__BRANO ESTRATTO__
================

Dopo vari giri nel lettore risulta evidente quanto poco longevi siano i brani, le strutture particolarmente elementari ma non brillantissime nel songwriting si poggiano parecchio sulla capacità di sprigionare una discreta quantità di groove che non sempre però basta a salvare la baracca.
Gli episodi migliori del platter sono posti in apertura, l'opener "Used To Be" e i due successivi, la scatenata "Suffering" e la granitica "Abyss", in pratica racchiudono in sé ciò che gli Odium hanno da offrire e se la tracklist si fosse mantenuta su questi livelli di semplicità probabilmente il risultato sarebbe stato anche più che accettabile. Al contrario non è così, s'incrociano momenti nei quali non si capisce dove vogliano andare a parare: "A Better Part Of Me" è una semi-ballad? Nì. È un pezzo atmosferico? Vorrei comprendere cosa dovrebbe trasmettere, alla pochezza del brano inoltre si aggiunge l'inserimento insensato di cori femminili che tutto sono tranne che accattivanti.
"No Regrets" ti fa venir voglia di cambiare disco, le parti acustiche sono ok, così come il retrogusto agrodolce e la malinconia ma l'approccio vocale di Ralf proprio non va. Questo cantante o lo ami dalla prima volta che lo ascolti o non lo reggi, non possiede una timbrica che ti permetta di optare per via di mezzo.

================

__MATERIALE FORNITO__
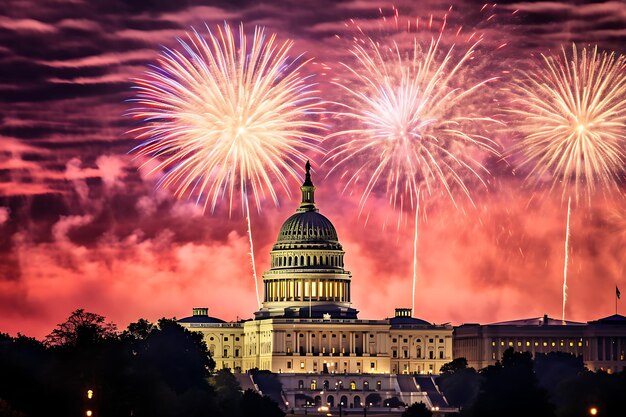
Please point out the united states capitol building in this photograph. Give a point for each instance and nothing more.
(308, 335)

================

__PROVE__
1) Rispondi a queste domande sulla recensione dell'album degli Odium:
(a) Qual è il brano di apertura del disco?
(b) Che cosa viene inserito in "A Better Part Of Me", secondo la recensione?
(c) Di quale cantante l'approccio vocale non funziona in "No Regrets"?
2) Riscrivi la parte della recensione dell'album degli Odium compresa tra "Gli episodi migliori" e "tranne che accattivanti.", estremi inclusi, e sostituisci "granitica" con "possente".
3) Prosegui la recensione dell'album degli Odium a partire dal punto in cui si ferma.
Le righe non hanno alcun ruolo in questo lavoro.

__RISULTATI__
1)
(a) "Used To Be".
(b) Cori femminili.
(c) Di Ralf.

2)
Gli episodi migliori del platter sono posti in apertura, l'opener "Used To Be" e i due successivi, la scatenata "Suffering" e la possente "Abyss", in pratica racchiudono in sé ciò che gli Odium hanno da offrire e se la tracklist si fosse mantenuta su questi livelli di semplicità probabilmente il risultato sarebbe stato anche più che accettabile. Al contrario non è così, s'incrociano momenti nei quali non si capisce dove vogliano andare a parare: "A Better Part Of Me" è una semi-ballad? Nì. È un pezzo atmosferico? Vorrei comprendere cosa dovrebbe trasmettere, alla pochezza del brano inoltre si aggiunge l'inserimento insensato di cori femminili che tutto sono tranne che accattivanti.

3)
Infine due pezzi come "Loosing Control" e la conclusiva "No Limits" nella loro pochezza comunque provano a cavar fuori il ragno dal buco, l'ultima almeno mette nuovamente sul piatto un po' di grinta risollevando un minimo la situazione.
"Beautiful Violence" è un'occasione mancata, peccato perché che i musicisti possano far meglio di così è evidente, inoltre la produzione fornita alle canzoni è convincente, eppure non basta, questo non è sufficiente a salvare la prestazione degli Odium che dovranno evitare in futuro le forzature e le ripetizioni che hanno dato forma a un disco poco appetibile, stavolta tocca rimandarli.